Book cover of A Flowering Tree and Other Oral Tales from India

"A Flowering Tree" is a short story written by A. K. Ramanujan in his 1997 book A Flowering Tree and Other Oral Tales from India. In actuality, it is a Kannada folklore told by women which is translated by A. K. Ramanujan to English. The story was collected in several versions in the Karnataka region over the span of twenty years by Ramanujan and his fellow folklorists. It is a woman-centred tale and attempts to establish a sisterhood between women and nature. This has been regularly done by many feminist writers.[1]

Like most folktales from around the world, A Flowering Tree synthesizes two discrete elements: first, an impossible narrative (a girl turns into a tree; a prince marries a peasant), and second, mythic archetypes which resonate deeply with all of us, no matter what our beliefs.[2] According to Ramannujan himself who analysed the folk tale while translating it, "It is a story of woman's ecology and vulnerability of her emerging sexuality..."

This was published posthumously and edited by Stuart Blackburn and Alan Dundes along with other folktales compiled and translated by Ramanujan.[3] His story was adapted into an opera by John Adams in 2006.

Required task 1: In the records, list the lines from the one containing "pin: power line" through the end of the records as a numbered list, omitting blank lines.

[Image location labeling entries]
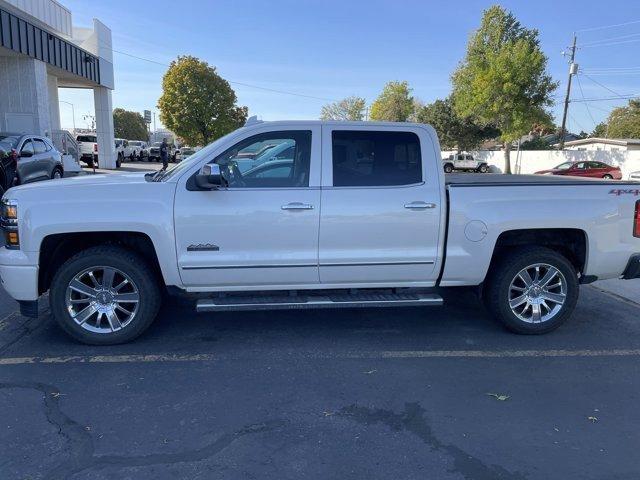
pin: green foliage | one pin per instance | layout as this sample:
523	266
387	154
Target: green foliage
600	131
624	122
129	125
503	79
454	132
350	108
197	103
395	103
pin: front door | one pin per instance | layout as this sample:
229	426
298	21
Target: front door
381	206
262	229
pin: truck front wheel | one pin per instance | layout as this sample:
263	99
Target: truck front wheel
104	295
532	290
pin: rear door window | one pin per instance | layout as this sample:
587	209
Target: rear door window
374	158
39	146
27	147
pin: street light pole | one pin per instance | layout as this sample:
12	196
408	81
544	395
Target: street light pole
73	114
573	69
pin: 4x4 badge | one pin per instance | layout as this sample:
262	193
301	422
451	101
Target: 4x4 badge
203	247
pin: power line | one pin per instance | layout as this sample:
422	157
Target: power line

Required task 2: Continue the text on the folktale "A Flowering Tree" from its final sentence.

Written reply 1:
1. pin: power line | one pin per instance | layout as this sample:
2. 422	157
3. Target: power line

Written reply 2:
Plot summary

There lived a poor woman in a certain town with her two daughters. The younger daughter decided to help her impoverished family. She turned into a beautiful tree by performing a strange ritual with her older sister. They carefully performed the ritual which required two pitchers of water – one to transform the younger to a tree and the other back to human form. Her older sister plucked flowers from the transformed tree making sure that she doesn't damage any other part of the tree. She then converts her younger sister to human form. They weaved the fragrant flowers into garlands and sold them at the King's palace. They decided to keep this a secret from their mother and saved the money for the future.

One day the prince discovers the garlands in the palace and gets curious about their origin. He followed the girls back to their house. The next morning at dawn, he went to their house and hid behind a tree and eventually saw the secret origin of flowers. He asked his parents (King and Queen) to marry the girl that sold flowers and told them the secret. The minister summoned the girls' mother and presented the proposal. She couldn't help but agree. Later at her house, the younger daughter had to demonstrate how she transformed into a tree to pacify her angry mother.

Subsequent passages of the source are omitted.